*What is being asked*. Gather every line from the rows below that contains the string "hand". Letter case matters.

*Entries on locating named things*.
[BEGIN]

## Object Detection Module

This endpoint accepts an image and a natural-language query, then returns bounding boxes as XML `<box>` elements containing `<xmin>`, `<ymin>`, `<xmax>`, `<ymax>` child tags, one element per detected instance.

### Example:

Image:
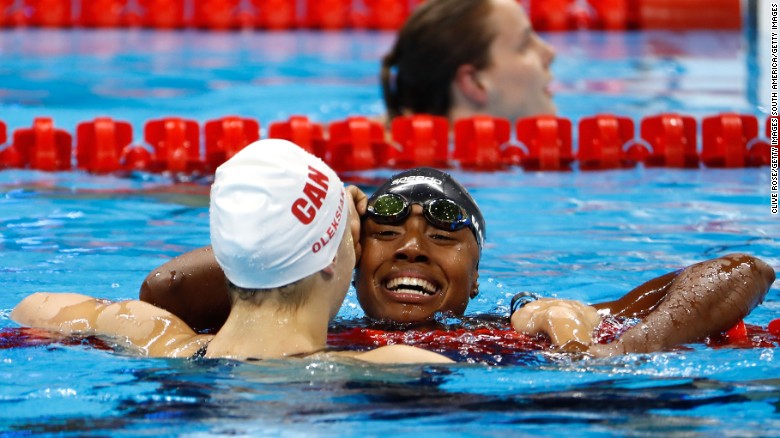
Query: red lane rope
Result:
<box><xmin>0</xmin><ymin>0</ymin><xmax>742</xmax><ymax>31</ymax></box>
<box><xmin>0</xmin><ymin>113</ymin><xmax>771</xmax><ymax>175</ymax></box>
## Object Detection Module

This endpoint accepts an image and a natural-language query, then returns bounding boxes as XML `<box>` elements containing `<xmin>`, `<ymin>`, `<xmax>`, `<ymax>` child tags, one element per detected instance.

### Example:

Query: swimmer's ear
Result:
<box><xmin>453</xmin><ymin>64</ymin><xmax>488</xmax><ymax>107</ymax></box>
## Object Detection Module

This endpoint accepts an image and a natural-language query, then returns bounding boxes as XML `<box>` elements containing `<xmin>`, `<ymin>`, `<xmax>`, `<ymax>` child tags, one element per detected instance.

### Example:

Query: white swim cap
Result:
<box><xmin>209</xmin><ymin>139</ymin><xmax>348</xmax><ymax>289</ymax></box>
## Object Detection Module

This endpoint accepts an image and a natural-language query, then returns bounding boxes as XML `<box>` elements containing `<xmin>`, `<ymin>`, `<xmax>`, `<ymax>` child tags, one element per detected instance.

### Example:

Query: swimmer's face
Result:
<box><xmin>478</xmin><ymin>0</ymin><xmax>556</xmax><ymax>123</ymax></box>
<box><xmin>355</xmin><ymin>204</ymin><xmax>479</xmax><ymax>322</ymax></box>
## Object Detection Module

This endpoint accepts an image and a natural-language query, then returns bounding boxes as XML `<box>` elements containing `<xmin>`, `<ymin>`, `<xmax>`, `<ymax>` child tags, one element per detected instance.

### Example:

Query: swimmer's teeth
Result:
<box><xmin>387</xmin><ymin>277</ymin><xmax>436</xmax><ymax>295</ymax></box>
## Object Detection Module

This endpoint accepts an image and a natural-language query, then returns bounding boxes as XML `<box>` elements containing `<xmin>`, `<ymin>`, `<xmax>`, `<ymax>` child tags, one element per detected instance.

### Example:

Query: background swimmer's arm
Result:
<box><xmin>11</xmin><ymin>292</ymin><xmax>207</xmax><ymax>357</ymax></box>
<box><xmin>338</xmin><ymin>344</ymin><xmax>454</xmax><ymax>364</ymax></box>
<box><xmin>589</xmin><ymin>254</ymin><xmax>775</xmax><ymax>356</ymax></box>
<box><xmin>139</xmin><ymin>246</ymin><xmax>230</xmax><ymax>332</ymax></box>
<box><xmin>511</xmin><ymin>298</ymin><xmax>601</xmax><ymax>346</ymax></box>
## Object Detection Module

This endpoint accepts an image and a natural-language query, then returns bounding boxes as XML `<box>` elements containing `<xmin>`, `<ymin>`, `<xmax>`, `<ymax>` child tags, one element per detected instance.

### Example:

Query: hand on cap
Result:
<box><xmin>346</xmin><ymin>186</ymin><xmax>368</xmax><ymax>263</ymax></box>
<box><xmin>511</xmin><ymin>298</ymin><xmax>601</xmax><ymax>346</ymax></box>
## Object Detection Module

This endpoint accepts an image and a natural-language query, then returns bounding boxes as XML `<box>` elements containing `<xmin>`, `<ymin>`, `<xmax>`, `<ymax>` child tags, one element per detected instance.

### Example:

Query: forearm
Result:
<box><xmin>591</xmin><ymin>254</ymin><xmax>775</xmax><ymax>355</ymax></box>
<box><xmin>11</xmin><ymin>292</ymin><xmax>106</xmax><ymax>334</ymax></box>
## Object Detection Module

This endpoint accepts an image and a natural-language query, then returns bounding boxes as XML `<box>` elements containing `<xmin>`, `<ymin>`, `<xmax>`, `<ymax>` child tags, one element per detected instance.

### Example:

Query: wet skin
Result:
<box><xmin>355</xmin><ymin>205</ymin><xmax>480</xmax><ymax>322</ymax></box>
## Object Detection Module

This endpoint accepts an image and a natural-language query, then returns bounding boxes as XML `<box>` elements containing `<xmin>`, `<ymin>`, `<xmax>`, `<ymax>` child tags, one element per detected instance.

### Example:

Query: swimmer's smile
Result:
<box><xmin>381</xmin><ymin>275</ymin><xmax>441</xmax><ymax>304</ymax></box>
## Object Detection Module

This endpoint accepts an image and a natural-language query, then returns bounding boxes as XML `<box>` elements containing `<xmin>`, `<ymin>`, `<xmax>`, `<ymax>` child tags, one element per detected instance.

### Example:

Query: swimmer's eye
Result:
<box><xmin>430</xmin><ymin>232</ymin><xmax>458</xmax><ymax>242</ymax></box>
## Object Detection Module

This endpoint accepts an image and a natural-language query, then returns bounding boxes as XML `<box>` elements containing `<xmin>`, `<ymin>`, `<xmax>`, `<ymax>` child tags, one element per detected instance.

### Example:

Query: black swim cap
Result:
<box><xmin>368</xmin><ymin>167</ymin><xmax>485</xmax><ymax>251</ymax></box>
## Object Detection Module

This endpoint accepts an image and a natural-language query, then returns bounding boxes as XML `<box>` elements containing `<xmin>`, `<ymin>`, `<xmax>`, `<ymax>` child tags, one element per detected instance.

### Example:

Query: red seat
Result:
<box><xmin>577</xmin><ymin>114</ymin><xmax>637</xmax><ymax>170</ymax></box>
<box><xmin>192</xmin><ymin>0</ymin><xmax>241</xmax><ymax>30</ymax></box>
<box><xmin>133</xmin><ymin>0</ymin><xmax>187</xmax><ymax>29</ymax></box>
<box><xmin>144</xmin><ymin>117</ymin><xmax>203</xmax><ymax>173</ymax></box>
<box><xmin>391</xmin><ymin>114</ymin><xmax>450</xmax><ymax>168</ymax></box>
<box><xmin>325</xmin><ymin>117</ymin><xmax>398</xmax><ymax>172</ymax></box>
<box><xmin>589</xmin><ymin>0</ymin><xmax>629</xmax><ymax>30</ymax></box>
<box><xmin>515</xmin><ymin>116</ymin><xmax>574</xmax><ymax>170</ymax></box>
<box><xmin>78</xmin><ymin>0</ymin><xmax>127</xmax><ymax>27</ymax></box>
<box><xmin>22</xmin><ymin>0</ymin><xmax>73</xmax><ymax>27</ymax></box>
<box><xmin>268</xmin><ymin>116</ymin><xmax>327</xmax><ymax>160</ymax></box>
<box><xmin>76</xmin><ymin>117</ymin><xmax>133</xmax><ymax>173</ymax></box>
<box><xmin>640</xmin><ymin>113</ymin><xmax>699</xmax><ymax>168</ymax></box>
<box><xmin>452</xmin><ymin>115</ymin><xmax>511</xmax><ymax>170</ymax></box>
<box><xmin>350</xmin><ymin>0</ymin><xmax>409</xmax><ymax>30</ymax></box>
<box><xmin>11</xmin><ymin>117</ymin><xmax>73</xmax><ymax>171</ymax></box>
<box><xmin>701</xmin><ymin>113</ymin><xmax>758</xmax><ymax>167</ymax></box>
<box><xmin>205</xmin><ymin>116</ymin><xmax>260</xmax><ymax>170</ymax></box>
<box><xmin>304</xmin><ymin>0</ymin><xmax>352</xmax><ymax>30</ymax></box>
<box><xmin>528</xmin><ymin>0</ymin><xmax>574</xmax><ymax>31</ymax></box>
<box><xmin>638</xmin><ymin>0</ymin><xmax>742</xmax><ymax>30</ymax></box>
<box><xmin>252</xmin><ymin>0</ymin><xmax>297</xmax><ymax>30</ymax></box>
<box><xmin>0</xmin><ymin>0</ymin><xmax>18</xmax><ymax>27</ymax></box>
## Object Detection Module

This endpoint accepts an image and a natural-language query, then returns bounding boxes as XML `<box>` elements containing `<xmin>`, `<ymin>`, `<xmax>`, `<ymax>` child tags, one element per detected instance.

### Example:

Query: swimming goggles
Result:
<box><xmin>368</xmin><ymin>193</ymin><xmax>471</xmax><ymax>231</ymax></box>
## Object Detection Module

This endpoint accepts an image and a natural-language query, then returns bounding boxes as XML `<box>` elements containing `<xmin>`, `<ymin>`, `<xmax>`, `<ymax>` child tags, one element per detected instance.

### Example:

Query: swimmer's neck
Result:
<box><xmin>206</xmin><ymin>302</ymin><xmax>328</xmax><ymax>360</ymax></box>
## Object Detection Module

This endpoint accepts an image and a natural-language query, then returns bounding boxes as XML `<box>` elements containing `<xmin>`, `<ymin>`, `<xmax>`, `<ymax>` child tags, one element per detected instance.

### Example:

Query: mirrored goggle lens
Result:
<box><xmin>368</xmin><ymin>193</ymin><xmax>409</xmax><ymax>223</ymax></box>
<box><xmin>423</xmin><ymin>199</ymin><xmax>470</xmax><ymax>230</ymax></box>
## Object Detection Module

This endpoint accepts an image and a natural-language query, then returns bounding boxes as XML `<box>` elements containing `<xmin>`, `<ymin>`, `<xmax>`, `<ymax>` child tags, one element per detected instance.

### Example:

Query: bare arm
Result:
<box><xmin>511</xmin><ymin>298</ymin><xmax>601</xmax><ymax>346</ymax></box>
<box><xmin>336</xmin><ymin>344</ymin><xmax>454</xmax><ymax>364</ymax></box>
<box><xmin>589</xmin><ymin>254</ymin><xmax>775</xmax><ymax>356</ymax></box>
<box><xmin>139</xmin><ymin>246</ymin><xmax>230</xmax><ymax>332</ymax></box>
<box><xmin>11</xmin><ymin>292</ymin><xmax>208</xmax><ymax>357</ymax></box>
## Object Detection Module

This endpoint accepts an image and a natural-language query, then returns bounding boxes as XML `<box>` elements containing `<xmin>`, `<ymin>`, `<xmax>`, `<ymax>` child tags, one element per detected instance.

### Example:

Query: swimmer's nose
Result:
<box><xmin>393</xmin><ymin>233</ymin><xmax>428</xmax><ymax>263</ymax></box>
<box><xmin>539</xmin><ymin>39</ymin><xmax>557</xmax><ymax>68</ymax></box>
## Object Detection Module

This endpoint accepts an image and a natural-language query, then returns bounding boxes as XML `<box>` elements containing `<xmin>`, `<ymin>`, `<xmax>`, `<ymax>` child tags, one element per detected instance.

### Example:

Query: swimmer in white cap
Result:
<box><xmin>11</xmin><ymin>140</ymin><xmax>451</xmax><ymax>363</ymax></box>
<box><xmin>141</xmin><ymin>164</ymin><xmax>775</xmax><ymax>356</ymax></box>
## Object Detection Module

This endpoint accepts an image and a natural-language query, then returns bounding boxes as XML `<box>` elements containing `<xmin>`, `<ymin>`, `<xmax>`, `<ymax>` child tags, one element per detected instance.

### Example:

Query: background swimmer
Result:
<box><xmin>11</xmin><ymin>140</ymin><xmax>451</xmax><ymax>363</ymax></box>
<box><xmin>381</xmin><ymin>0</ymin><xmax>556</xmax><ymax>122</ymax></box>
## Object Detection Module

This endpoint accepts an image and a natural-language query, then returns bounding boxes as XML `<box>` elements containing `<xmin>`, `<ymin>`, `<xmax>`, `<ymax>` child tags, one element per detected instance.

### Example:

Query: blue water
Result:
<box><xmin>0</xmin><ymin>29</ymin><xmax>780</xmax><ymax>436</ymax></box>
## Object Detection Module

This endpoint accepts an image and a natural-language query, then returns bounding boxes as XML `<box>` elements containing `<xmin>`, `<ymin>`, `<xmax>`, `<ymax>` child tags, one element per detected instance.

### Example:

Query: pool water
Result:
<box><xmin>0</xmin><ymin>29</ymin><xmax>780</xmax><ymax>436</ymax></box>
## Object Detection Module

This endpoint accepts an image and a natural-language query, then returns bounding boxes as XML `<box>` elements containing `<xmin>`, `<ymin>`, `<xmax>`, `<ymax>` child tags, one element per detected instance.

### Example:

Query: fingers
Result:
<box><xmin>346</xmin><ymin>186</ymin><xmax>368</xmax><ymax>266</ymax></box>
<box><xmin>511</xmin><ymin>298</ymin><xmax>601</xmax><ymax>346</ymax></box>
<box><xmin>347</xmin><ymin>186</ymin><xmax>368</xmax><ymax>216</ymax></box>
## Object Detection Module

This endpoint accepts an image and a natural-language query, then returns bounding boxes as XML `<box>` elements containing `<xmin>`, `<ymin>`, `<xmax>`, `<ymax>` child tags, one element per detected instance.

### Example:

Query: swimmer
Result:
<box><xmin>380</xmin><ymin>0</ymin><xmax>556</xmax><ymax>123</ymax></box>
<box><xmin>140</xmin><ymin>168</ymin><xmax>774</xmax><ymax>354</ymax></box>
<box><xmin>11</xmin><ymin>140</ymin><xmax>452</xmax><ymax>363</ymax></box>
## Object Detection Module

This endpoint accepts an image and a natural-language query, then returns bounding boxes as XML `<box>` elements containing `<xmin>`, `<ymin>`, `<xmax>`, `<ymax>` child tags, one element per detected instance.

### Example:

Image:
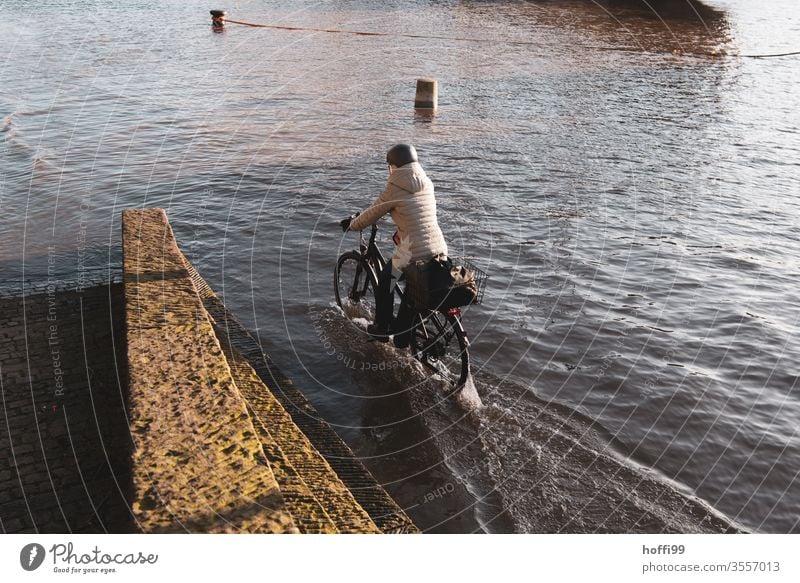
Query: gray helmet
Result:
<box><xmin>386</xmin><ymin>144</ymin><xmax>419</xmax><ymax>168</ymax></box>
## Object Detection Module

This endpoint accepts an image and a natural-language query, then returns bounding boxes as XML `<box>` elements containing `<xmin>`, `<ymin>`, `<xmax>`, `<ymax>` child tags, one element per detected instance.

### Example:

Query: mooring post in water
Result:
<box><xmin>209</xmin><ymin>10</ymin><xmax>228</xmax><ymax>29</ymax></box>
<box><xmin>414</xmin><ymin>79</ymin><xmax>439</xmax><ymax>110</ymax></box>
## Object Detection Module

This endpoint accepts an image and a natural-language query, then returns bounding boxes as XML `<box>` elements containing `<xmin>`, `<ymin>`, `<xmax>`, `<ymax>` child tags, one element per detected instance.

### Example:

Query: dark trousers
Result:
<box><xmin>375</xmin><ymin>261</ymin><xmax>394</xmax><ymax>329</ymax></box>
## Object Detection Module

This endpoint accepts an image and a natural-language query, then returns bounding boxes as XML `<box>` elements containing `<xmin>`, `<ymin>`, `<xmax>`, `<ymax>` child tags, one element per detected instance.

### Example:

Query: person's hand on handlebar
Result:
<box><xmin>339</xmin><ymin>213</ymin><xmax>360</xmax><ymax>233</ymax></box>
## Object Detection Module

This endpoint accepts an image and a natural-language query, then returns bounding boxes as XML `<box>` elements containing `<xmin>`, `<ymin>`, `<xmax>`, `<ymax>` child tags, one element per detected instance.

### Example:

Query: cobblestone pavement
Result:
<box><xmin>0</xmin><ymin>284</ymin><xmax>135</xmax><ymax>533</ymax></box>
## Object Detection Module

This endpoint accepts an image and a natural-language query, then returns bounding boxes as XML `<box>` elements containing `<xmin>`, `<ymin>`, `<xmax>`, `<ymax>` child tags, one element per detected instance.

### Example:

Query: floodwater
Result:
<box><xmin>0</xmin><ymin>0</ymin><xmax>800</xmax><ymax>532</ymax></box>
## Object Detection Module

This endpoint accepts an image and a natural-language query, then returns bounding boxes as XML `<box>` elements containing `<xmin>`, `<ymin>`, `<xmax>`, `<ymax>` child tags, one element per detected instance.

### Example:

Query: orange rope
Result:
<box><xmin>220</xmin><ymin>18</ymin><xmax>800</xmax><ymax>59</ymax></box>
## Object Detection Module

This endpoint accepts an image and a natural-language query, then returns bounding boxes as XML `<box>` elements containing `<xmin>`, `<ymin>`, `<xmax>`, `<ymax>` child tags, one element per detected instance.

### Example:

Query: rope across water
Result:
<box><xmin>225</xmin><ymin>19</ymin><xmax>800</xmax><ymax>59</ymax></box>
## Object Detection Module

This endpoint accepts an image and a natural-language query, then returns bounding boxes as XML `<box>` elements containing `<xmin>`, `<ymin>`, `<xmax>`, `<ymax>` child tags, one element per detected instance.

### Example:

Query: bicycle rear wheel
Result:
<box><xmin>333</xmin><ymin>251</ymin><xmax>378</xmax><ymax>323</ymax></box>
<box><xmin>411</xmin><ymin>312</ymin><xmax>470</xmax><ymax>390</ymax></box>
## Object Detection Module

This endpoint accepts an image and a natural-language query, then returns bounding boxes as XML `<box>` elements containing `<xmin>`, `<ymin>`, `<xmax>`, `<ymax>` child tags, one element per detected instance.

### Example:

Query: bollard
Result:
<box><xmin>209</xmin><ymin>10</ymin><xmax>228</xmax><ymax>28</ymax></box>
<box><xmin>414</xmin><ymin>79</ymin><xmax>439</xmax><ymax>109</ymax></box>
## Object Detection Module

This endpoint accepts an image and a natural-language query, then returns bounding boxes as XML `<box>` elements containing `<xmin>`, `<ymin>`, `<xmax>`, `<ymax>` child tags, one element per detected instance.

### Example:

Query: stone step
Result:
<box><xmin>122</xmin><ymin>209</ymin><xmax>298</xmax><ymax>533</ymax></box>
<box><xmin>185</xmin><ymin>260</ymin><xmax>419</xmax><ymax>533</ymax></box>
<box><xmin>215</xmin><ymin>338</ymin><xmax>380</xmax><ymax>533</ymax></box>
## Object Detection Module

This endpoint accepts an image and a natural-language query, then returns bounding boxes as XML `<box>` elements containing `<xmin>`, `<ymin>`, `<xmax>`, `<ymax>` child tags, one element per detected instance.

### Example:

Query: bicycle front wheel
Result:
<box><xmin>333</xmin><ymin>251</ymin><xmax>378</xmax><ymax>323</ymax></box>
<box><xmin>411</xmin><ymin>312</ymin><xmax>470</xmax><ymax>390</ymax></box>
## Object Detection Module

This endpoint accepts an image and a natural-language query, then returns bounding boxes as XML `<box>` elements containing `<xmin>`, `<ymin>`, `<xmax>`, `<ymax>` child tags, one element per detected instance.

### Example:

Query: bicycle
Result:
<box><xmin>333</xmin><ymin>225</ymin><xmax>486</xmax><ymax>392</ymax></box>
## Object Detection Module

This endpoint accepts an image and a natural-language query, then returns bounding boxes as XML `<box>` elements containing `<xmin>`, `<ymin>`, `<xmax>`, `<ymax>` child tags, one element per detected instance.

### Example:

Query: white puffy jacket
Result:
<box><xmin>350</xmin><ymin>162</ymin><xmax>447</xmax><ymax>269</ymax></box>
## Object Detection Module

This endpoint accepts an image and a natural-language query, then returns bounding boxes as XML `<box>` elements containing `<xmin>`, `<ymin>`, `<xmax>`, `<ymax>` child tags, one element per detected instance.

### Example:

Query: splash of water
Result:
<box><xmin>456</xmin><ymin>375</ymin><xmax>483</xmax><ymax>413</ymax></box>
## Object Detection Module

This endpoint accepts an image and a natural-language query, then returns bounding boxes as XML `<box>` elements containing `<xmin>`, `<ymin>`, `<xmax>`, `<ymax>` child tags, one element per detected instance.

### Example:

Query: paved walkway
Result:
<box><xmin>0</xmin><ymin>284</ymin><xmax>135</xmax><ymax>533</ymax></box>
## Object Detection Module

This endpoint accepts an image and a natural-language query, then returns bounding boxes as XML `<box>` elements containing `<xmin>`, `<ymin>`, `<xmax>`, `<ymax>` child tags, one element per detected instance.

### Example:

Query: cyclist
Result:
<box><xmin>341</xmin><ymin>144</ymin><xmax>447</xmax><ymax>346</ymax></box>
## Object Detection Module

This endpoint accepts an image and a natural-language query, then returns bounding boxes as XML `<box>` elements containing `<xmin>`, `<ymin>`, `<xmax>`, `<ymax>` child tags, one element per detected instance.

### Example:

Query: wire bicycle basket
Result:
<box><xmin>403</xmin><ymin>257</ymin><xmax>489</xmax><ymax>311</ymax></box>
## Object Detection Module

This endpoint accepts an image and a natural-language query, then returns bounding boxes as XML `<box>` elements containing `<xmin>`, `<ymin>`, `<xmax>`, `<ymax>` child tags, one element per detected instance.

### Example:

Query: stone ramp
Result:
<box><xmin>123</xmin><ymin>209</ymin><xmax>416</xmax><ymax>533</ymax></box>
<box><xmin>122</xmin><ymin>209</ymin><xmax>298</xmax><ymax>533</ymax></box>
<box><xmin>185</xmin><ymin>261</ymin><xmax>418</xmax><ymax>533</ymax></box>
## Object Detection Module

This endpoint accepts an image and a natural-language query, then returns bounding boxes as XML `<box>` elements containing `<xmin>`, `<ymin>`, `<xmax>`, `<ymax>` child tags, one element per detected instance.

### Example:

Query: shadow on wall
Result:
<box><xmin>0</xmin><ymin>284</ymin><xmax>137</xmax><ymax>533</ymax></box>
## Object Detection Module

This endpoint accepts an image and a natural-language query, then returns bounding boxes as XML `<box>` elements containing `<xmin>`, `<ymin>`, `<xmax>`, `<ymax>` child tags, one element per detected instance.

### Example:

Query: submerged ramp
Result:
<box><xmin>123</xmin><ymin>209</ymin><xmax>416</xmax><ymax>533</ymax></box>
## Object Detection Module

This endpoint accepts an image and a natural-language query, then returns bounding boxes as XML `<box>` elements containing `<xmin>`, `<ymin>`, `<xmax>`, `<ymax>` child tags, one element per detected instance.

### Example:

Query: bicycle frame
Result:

[END]

*Response*.
Query: hand on cap
Query: person's hand on handlebar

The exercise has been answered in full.